Les revendications syndicales à l’occasion de la grève des femmes pourraient s’avérer trop carrées pour faire réellement avancer la cause.

C’est de la grosse artillerie: la semaine de 30 heures, un salaire minimal à 4000 francs, l’allègement du «fardeau de la preuve» en cas de plainte pour harcèlement, une plus grande protection contre les licenciements en cas de maternité, un congé parental de 24 semaines. Les revendications de l’Union syndicale suisse (USS) – en faveur des femmes au travail – ne font pas dans la demi-mesure, sous un slogan explicite, avec en point de mire la grève des femmes du 14 juin: «Plus de temps, plus d’argent et plus de respect.»

En gros, travailler moins pour gagner plus, avec en prime un emploi protégé, bref un programme plus qu’ambitieux, dont même les fonctionnaires les plus calfeutrés – hommes comme femmes – n’osent plus rêver depuis longtemps.

= Matériel fourni =

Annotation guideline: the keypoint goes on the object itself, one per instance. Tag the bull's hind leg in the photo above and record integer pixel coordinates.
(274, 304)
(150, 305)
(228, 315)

= Consignes =
1. Dans l'extrait sur les revendications syndicales pour la grève des femmes, quel salaire minimal l'Union syndicale suisse réclame-t-elle ?
2. Poursuivez l'article sur les revendications syndicales pour la grève des femmes à partir de sa dernière phrase.

= Corrigé =
1. Un salaire minimal de 4000 francs.

2.
Certes, ces mesures pourront apparaître comme particulièrement justifiées au regard des statistiques tout à fait accablantes: deux fois plus nombreuses dans la catégorie des bas salaires, les femmes reçoivent, en moyenne chacune, 660 francs par mois de moins que les hommes. Sauf qu’y aller ainsi au marteau, à la faucille et au pic à glace, c’est donner des arguments et une bonne conscience retrouvée à la lourde troupe de dinosaures patriarcaux, qui en manquaient notoirement.

Vous savez, ces types secrètement nostalgiques des temps préhistoriques où par exemple, au début des années 1960 à Genève, les TPG, contraints et forcés par le plein emploi, s’étaient résignés, en s’excusant presque, à engager des femmes. Mais pas comme conductrices, on n’allait pas risquer une grève massive des voyageurs. Non, comme simples receveuses. Mais sans casquette. Parce que la casquette, jugeait-on, comme le raconte le Journal de Genève de l’époque, cela aurait «fait trop mascarade».

Bref, nos amis les dinosaures auront beau jeu de rétorquer, et le font d’ailleurs déjà, que la question des salaires minimaux a été tranchée récemment par le peuple et que dans notre beau et sain pays, le respect de la volonté populaire prime tout, y compris la cause catégorielle des femmes. Que la réduction mécanique du temps de travail est une aberration économique à laquelle on pourra préférer la plus aimable flexibilité d’horaire, mieux à même de couvrir la diversité presque infinie des cas et des situations.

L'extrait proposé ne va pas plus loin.